Reading passage:
———
Many people remember Look-In as a comic / magazine hybrid with an emphasis on pop music features. However, when it began, the publication was somewhat different and, in my opinion, a more enjoyable comic than the one it evolved into.
Look-In was launched in the first week of 1971, promoted by tv advertising and ads in the TV Times. Look-In was in fact sub-titled The Junior TVTimes and its design and format (glossy photogravure) was similar to its parent publication, although at 24 pages, the comic was significantly smaller in page count. Early issues featured photo covers, often staged exclusively for Look-In, similar to the covers of TVTimes, although this practice was later dropped in favour of illustrated covers by Arnaldo Putzu as the comic strip content was slightly increased.
Comics devoted to strips inspired by tv shows were nothing new of course, even in 1971. The 1950s/1960s had produced the first tv generation and publishers were soon capitalizing on that with titles such as TV Comic, TV Fun, and TV Century 21. What made Look-In different was that it had more of a balance of strips and features than its contemporaries. Unlike TV21 which had run items on space exploration, the features in Look-In were about television itself; the programmes, the stars, and the behind-the-scenes production. Truly a "Junior TVTimes" as the cover line promised. In a rather telling display of how society has changed, the page design and the tone of the articles in a 1971 Look-In seem more mature than those in the TV Times of today!
———
Record excerpts:

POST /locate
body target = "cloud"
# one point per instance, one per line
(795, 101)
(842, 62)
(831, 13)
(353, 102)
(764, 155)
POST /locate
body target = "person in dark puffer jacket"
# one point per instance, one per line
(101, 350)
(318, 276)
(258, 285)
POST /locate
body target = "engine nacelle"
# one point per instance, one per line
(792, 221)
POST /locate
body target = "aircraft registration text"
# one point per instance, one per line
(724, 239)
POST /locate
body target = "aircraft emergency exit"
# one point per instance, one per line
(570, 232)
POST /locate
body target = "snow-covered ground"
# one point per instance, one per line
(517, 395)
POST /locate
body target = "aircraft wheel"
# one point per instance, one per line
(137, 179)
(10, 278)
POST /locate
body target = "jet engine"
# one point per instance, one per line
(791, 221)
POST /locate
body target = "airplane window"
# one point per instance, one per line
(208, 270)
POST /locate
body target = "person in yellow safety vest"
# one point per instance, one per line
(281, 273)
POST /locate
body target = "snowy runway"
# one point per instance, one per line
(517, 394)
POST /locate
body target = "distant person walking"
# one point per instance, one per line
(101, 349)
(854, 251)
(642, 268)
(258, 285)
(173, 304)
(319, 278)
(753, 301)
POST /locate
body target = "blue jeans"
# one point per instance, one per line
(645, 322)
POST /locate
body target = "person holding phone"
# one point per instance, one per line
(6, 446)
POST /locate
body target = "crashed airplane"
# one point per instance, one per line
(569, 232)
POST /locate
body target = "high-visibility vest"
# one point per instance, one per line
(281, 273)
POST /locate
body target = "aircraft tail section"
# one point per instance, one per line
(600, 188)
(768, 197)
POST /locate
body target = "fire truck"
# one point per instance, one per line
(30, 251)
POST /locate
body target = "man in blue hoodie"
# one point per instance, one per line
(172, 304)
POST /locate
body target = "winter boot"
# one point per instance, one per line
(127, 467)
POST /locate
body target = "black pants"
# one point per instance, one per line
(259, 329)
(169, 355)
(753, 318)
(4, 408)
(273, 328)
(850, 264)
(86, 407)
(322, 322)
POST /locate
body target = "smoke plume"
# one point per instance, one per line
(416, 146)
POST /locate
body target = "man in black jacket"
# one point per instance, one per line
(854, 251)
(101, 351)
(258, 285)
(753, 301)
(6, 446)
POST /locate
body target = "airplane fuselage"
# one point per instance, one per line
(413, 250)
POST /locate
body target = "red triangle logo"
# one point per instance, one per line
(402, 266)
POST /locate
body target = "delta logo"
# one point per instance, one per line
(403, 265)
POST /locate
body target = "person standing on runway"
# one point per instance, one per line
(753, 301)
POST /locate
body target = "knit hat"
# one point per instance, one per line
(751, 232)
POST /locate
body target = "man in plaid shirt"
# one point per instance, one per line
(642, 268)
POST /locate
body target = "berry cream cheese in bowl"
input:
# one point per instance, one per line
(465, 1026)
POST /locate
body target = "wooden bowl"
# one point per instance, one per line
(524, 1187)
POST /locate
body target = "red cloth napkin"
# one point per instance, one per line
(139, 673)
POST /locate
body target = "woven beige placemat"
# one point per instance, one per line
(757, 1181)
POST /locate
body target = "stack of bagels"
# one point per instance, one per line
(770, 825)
———
Requirements:
a – Translate this sentence from the Look-In article into Spanish: "Look-In was launched in the first week of 1971, promoted by tv advertising and ads in the TV Times."
b – Condense the paragraph of the Look-In article that starts "Comics devoted to strips inspired by tv shows" into a short bulleted list that keeps its main facts.
c – Pick up the Look-In article after its final sentence and keep writing.
The rows come from a separate source unrelated to the Look-In article.

Expected results:
a – Look-In se lanzó en la primera semana de 1971, promocionada con publicidad en televisión y anuncios en el TV Times.

b –
- Comics built around strips based on TV shows already existed by 1971.
- The 1950s and 1960s produced the first TV generation, and publishers responded with titles such as TV Comic, TV Fun and TV Century 21.
- Look-In stood out for balancing strips and features more than its contemporaries did.
- Its features covered television itself: the programs, the stars and behind-the-scenes production. TV21, by contrast, had run items on space exploration.
- It lived up to its "Junior TVTimes" cover line.
- The page design and tone of a 1971 Look-In seem more mature than those of today's TV Times.

c –
Running articles on tv shows in Look-In was a wise move by the publisher (Independent Television Publications Ltd). Falling sales of comics were partly being blamed on the distractions of the high quality of children's tv and early evening light entertainment at the time. It made sense to tackle this with a magazine that would capture children's interest. The editor of Look-In was Alan Fennell, who had previously edited TV Century 21 in its early, most popular, years. Apparently it was hoped that Fennell could work similar magic on a new tv title, - and he did.
Even the free gift in the first two issues of Look-In was designed to appeal to the new generation of tv savvy readers: a press-out cardboard model Magpie studio, complete with camera, boom, and presenters. (Magpie was ITV's answer to the BBC's Blue Peter.) The backdrop to the studio appeared in issue No.1's centre pages. Clearly Look-In expected its readers to be a bit more sophisticated than the ones who played with the free Thunder-Bangs or plastic whistles given in other comics.
As the comic was published by ITV, the strips and features within Look-In could only be based on ITV shows. However, this didn't present a problem as the 1970s were a prolific period for children's television and family entertainment. That said, only a third of the first issue of Look-In carried strips, although more strips were added later.
The standout strip in the early issues of Look-In was Timeslip, illustrated by Mike Noble. Mike had previously worked on TV21 and, highly regarded by Alan Fennell, the editor had invited him to work on the new publication. As expected, Noble's spectacular colour work was dynamic and exciting. Back then of course there could be no video or DVD reference sent to the artist, but when he appeared at a Bristol Comic Expo a few years ago Mike recalled how he had been invited to the studio during the recording of an episode of the ATV Timeslip drama in order to meet cast members Cheryl Burfield and Spencer Banks.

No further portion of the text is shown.